***** Source document *****
The artwork for Duck Stab! returns to the sophistication of Fingerprince, though it is much more sinister.  Where before we had an out of focus photograph rendered with inviting sepia tones, here we have a high-contrast image rendered only in red and white on a black background.  Though upon closer inspection we see that the content of the image may not be sinister at all – it looks as if Harpo Marx is simply preparing to make his famous duck soup.

The Residents seem to have an overarching theme of constantly pursuing new sounds and ideas, so it’s not a stretch to imagine they will get their fifteen minutes of fame, but will not complain once it passes.  Or perhaps one day they will target themselves in a medley of deconstructed pop songs.

For over a decade I’ve been recording my thoughts about the music I listen to. It’s usually pretty easy to write because it follows the same general template. By that I mean the writing, not the music. The standard music review consists of discussing the single, deconstructing one or two other songs, and speculating on what it means for the artist. The Residents always make me work harder. They don’t have singles for their albums, I can’t begin to deconstruct something that is ultimately minimalism (though often complex layers of minimalism), and – even if I had names to go with this band – these songs behave like traditional nursery rhymes for all the revelations they provide about the performers.

Duck Stab! / Buster & Glen is an album that refuses to be considered an album. The first side is previously released, but I can’t call those seven songs the single. The second side maintains a separate identity with its own name and artwork so that from outward appearances this is a kind of compilation record.
***** Dataset content *****
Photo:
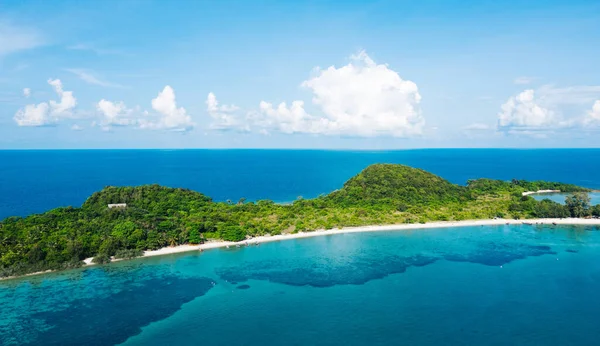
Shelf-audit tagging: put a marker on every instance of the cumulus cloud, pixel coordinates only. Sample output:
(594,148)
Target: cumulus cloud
*****
• _To do_
A - Answer these about the Duck Stab! review:
(i) In what colors is the Duck Stab! artwork rendered, and on what background?
(ii) For how long has the reviewer been recording thoughts about music?
(iii) What two things give the album's second side a separate identity?
B - Extend the review of the Residents' Duck Stab! past its final sentence.
The material has no connection to the review of Duck Stab!

• _Results for each task_
A -
(i) Red and white, on a black background.
(ii) For over a decade.
(iii) Its own name and its own artwork.

B -
Inside, however, it’s a different story. These two sides clearly belong together, which is a departure from previous Residents releases. In the past they’ve presented clear dichotomies, and here – with an outside that promises two differing works – they create a rare unity. Thinking back I believe only Not Available has done this. Perhaps in unearthing that album they decided to permanently forego duality, at least as far as the music is concerned.

And yet the sides feel different to me, though I can’t pinpoint any aspect that divides them. The songs all sound similar, but maybe familiarity makes the duck side feel stronger than the dog side. Buster & Glen feels like someone trying to emulate Duck Stab! and doing a phenomenal job at it. Heard in isolation it’s very enjoyable (as much as a Residents record can be), but the way the album is presented begs me to choose a side.  I don’t know if there’s a correct answer.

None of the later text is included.